_Rincian Latihan_. Lanjutkan bacaan tentang Tuhan yang digambarkan seperti seorang ibu, mulai setelah kalimat terakhirnya.

![](https://blogger.googleusercontent.com/img/b/R29vZ2xl/AVvXsEhZ3Mvh-N3LZnw_ifnmNoWEt9LVMeMaNFnupgYw8_rNzofPlIfDSyxJazTRARpi7VMqgiNVMQw5S_qX4q_xY0DxvIAH0FUEztzDuOK_E6AGW6jmJ_A7fCgbUl_ScMTf8eX95fAPkK9Xfp6N/s320/pregnantblue2.jpg)
Aku percaya bahwa Tuhan itu seperti seorang ibu. Tentu saja hatinya seperti ineh-ku (dari bahasa Dayak Ma'anyan, panggilan untuk ibu) yang tercinta di Kalimantan. Tuhan bagiku adalah pribadi terbesar yang tidak pernah menuntut dan selalu menyayangi. Memberi makan semua makhluk di bumi dengan air susu-Nya yang sempurna. Melindungi rantai kehidupan dengan tangan-tangan lembut-Nya.

_Bahan yang Diberikan_.
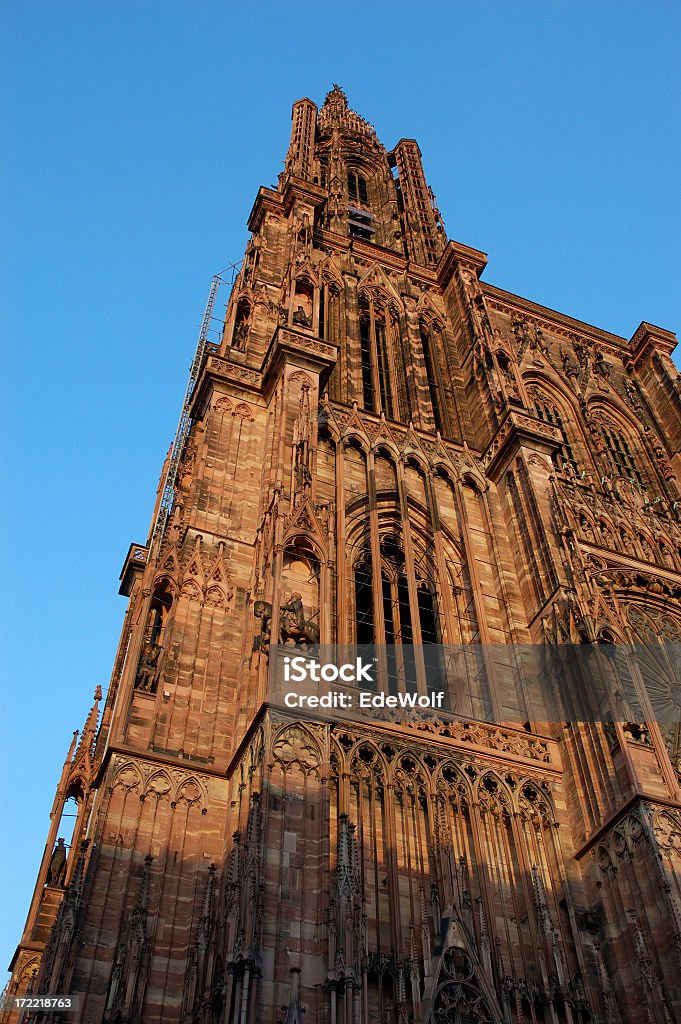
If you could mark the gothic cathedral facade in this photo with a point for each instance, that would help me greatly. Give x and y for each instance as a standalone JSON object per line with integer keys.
{"x": 382, "y": 448}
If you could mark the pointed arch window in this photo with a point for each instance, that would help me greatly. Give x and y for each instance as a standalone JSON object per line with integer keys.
{"x": 563, "y": 458}
{"x": 620, "y": 454}
{"x": 375, "y": 357}
{"x": 356, "y": 187}
{"x": 429, "y": 332}
{"x": 398, "y": 627}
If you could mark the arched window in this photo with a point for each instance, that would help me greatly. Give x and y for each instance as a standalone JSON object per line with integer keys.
{"x": 303, "y": 302}
{"x": 375, "y": 358}
{"x": 242, "y": 325}
{"x": 397, "y": 623}
{"x": 620, "y": 454}
{"x": 429, "y": 333}
{"x": 360, "y": 220}
{"x": 563, "y": 458}
{"x": 158, "y": 614}
{"x": 356, "y": 187}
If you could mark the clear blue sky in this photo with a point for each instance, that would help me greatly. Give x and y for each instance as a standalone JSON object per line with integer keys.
{"x": 138, "y": 135}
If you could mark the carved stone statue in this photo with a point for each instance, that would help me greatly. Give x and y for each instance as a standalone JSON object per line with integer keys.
{"x": 301, "y": 317}
{"x": 294, "y": 628}
{"x": 56, "y": 871}
{"x": 146, "y": 669}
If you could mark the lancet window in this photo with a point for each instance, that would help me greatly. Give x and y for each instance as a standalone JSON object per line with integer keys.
{"x": 620, "y": 454}
{"x": 429, "y": 332}
{"x": 375, "y": 357}
{"x": 401, "y": 613}
{"x": 563, "y": 458}
{"x": 356, "y": 187}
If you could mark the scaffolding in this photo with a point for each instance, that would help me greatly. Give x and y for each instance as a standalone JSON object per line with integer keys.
{"x": 170, "y": 479}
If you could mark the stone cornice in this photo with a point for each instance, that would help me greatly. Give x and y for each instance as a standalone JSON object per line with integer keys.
{"x": 557, "y": 323}
{"x": 457, "y": 254}
{"x": 266, "y": 200}
{"x": 301, "y": 347}
{"x": 648, "y": 339}
{"x": 518, "y": 429}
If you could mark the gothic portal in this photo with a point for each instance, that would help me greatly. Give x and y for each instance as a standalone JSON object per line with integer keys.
{"x": 381, "y": 449}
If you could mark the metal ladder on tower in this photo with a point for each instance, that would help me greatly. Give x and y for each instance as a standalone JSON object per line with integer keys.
{"x": 165, "y": 505}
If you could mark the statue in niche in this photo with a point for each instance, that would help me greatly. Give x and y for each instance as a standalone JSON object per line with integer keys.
{"x": 570, "y": 369}
{"x": 56, "y": 871}
{"x": 302, "y": 475}
{"x": 295, "y": 630}
{"x": 601, "y": 367}
{"x": 241, "y": 336}
{"x": 147, "y": 666}
{"x": 301, "y": 317}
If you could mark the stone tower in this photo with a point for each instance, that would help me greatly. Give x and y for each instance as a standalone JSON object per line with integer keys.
{"x": 382, "y": 449}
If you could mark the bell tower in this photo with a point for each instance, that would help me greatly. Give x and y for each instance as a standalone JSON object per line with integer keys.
{"x": 382, "y": 449}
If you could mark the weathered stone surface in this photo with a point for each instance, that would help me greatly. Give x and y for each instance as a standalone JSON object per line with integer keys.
{"x": 384, "y": 446}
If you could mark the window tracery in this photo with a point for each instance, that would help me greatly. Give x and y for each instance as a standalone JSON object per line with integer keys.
{"x": 548, "y": 412}
{"x": 429, "y": 332}
{"x": 376, "y": 324}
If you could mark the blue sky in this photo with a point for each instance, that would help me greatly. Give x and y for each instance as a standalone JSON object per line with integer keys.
{"x": 138, "y": 136}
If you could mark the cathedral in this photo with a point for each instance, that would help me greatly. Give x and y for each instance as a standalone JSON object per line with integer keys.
{"x": 380, "y": 449}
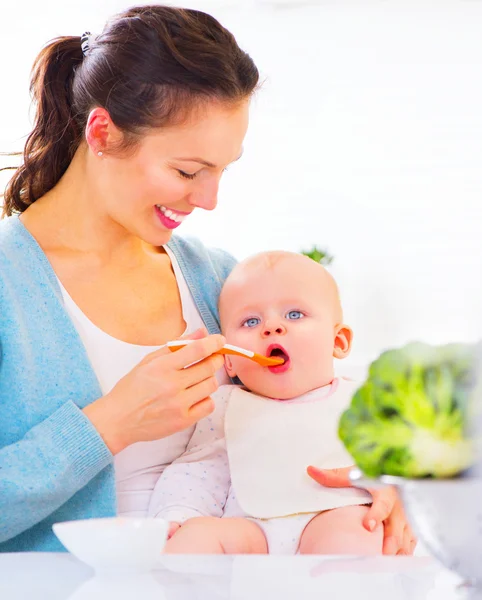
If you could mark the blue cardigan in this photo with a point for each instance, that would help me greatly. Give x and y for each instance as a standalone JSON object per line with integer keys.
{"x": 54, "y": 466}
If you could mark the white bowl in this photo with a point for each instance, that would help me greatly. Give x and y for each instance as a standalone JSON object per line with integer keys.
{"x": 115, "y": 543}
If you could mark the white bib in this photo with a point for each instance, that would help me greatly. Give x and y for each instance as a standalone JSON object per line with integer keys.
{"x": 270, "y": 443}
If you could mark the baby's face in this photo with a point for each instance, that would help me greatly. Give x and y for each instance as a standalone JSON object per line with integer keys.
{"x": 289, "y": 309}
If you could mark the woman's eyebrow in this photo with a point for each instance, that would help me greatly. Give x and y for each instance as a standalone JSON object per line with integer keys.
{"x": 206, "y": 163}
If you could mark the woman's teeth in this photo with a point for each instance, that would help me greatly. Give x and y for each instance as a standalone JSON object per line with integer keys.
{"x": 170, "y": 214}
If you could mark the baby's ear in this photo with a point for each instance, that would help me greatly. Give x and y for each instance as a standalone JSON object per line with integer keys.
{"x": 343, "y": 340}
{"x": 228, "y": 363}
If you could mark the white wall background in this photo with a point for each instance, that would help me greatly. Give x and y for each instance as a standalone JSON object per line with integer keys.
{"x": 366, "y": 139}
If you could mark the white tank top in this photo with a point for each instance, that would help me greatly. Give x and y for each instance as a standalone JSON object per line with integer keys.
{"x": 140, "y": 465}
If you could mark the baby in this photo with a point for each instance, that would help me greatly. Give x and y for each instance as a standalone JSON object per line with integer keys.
{"x": 242, "y": 486}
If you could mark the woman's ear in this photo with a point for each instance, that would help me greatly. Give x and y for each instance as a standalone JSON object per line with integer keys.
{"x": 228, "y": 363}
{"x": 343, "y": 340}
{"x": 100, "y": 131}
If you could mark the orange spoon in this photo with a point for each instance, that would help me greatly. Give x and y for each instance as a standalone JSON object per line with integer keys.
{"x": 264, "y": 361}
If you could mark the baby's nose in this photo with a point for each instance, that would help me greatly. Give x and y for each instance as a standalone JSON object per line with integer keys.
{"x": 273, "y": 329}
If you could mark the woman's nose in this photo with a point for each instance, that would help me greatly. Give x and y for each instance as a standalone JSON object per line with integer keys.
{"x": 206, "y": 196}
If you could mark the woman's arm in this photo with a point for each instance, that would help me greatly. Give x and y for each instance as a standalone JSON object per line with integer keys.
{"x": 386, "y": 508}
{"x": 45, "y": 468}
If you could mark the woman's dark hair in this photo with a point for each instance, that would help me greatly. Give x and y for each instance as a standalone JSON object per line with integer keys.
{"x": 149, "y": 68}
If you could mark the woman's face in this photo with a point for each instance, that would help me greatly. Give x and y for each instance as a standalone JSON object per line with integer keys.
{"x": 172, "y": 172}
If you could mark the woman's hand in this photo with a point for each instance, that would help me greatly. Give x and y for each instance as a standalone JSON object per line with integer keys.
{"x": 386, "y": 508}
{"x": 160, "y": 396}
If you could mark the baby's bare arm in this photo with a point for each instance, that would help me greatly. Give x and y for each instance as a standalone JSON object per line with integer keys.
{"x": 211, "y": 535}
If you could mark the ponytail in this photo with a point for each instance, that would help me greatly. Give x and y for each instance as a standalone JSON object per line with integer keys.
{"x": 55, "y": 137}
{"x": 148, "y": 68}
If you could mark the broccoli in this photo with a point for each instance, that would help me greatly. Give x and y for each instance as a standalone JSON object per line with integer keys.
{"x": 412, "y": 415}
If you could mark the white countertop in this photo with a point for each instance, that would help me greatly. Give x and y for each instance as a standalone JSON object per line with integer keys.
{"x": 37, "y": 576}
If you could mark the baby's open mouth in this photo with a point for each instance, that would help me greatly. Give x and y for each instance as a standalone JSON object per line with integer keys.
{"x": 277, "y": 351}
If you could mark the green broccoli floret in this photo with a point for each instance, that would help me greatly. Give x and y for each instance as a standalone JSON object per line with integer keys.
{"x": 411, "y": 416}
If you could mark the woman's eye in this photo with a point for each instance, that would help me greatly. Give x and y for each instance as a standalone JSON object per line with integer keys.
{"x": 295, "y": 314}
{"x": 252, "y": 322}
{"x": 186, "y": 175}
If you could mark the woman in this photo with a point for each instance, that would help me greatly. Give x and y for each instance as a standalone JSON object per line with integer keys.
{"x": 132, "y": 133}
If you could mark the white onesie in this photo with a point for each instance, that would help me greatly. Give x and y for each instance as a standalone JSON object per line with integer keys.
{"x": 250, "y": 457}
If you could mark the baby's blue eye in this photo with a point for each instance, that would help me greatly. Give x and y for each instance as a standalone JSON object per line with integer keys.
{"x": 252, "y": 322}
{"x": 295, "y": 314}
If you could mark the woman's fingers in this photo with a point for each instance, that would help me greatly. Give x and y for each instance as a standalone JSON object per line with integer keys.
{"x": 383, "y": 503}
{"x": 394, "y": 529}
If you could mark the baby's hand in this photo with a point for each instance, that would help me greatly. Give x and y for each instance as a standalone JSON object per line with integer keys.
{"x": 173, "y": 527}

_Kotak Jawaban_.
Begitulah sifat-sifat Tuhan yang kupercayai, jadi aku percaya pada sesuatu yang metafisik dan cinta yang diluar akal sehat manusia. Karena cinta Tuhan itu tulus seperti cinta ibu kepada anak-anaknya. Aku percaya bahwa cinta adalah sesuatu yang baik, dan sesuatu yang baik itu berasal dari Tuhan.
Kepercayaanku itu juga telah berimplikasi terhadap pendapatku tentang sistem penghidupan manusia di bumi pertiwi. Aku mempercayai bahwa perempuan dengan kemampuan reproduksi, atau melahirkan, selama beribu-ribu tahun sebelum terbentuknya patriarki, telah berhasil menguasai dan mengendalikan peradaban (terlihat kan, bahwa aku tidak mempercayai saga Genesis dalam Bible).
Karena seperti yang kita ketahui bahwa kehidupan prasejarah manusia adalah kehidupan berkelompok, masyarakat komunis primitif (Karl Marx), bukan kehidupan yang individualistis.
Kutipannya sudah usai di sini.